# Start of Supplied information

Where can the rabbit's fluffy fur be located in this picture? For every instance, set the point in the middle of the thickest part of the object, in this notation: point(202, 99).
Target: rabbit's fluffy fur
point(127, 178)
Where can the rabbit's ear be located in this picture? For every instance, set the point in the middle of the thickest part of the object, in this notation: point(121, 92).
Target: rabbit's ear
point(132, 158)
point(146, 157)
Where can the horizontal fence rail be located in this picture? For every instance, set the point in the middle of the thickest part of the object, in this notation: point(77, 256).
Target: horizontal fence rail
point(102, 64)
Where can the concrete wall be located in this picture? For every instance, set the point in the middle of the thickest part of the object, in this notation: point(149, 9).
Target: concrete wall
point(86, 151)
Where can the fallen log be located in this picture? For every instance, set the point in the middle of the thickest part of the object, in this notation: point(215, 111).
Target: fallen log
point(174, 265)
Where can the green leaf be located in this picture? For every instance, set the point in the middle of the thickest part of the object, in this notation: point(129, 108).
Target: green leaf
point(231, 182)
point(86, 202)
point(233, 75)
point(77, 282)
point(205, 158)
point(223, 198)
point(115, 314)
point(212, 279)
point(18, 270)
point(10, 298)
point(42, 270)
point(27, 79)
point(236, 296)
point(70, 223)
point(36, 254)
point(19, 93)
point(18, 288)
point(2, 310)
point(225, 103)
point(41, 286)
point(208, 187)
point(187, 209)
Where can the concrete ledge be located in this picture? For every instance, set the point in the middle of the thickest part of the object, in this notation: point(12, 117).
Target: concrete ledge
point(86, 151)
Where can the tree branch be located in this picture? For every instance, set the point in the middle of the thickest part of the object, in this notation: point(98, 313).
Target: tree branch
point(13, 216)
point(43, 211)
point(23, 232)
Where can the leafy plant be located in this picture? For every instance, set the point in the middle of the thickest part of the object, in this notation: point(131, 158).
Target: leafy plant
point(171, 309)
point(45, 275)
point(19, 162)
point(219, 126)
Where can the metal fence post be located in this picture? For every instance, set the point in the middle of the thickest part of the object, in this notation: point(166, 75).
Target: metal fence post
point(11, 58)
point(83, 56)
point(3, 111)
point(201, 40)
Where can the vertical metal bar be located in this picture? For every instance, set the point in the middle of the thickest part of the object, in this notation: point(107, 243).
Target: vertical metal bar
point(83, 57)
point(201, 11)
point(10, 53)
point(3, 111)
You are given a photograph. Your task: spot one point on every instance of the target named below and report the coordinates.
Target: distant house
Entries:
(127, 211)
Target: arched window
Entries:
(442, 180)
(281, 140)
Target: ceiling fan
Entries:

# End of Supplied information

● Short exercise:
Rewrite every line from the start of the items through the line that contains "point(174, 265)", including the requests. Increase each coordinate in the answer points by 141, and leave the coordinates in the requests' notation samples unchanged.

● The output:
Where can the rabbit's fluffy fur be located in this picture? For every instance, set the point in the middle of the thickest part of the object, in this notation: point(202, 99).
Target: rabbit's fluffy fur
point(268, 319)
Where can the rabbit's ear be located in this picture? For every instance, set the point in the middle of the thickest part of the object, in this notation: point(121, 92).
Target: rabbit's ear
point(273, 299)
point(287, 298)
Where can the horizontal fence rail be located in this picture? For every instance, set the point in the middle of the thickest part of the object, in this notation: point(77, 256).
Target: horizontal fence rail
point(243, 205)
Where can the concrete wall be located in this picture? For every instance, set the point in the middle of the thickest part of the object, in this notation: point(149, 9).
Target: concrete wall
point(227, 292)
Where can the fallen log be located in this picture? For every instance, set the point in the middle of the thickest part of the object, in this notation: point(215, 111).
Target: fallen log
point(315, 406)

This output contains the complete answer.